● INFORMATION SUPPLIED

::::::

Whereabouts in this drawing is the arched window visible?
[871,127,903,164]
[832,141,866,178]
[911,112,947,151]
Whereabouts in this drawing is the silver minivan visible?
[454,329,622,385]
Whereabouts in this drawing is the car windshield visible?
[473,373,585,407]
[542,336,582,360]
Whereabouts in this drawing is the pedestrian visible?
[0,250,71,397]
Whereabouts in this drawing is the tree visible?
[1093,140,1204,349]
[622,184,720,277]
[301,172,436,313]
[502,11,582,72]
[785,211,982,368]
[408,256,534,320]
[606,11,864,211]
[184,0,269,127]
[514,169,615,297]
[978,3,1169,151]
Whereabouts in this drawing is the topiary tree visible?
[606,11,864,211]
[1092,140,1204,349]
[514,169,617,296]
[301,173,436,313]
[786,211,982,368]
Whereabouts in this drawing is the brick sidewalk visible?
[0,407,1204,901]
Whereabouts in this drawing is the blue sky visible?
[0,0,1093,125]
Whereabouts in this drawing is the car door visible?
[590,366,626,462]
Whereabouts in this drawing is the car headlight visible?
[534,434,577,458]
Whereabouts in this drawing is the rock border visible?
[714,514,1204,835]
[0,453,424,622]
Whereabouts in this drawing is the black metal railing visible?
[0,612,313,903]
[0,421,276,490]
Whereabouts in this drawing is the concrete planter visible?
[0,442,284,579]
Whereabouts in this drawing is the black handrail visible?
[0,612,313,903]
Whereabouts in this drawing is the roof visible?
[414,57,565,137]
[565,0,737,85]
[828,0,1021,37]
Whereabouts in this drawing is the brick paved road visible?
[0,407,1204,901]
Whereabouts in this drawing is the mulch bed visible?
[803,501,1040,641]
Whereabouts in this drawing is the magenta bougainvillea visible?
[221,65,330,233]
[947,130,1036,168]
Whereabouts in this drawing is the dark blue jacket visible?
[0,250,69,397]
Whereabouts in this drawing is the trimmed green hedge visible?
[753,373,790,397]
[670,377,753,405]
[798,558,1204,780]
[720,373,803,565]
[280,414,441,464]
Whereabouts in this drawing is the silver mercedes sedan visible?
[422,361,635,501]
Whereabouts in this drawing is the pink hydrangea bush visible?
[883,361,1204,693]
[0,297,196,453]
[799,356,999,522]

::::::

● DIRECTIONS
Add 134 to every number in the box coordinates, and write out again all entries from the first line through the line holding "[0,250,71,397]", both ends included, with the request lines kept as they are.

● ANSWER TO THE TASK
Whereabouts in this drawing is the arched window visible?
[1005,261,1037,298]
[966,275,1000,312]
[1045,246,1081,285]
Whereabouts in this drawing is the silver minivan visible?
[588,463,756,519]
Whereabouts in this drawing is the car windshield visible?
[607,507,719,541]
[676,470,716,494]
Whereabouts in this drawing is the pedestrian visible?
[134,384,205,531]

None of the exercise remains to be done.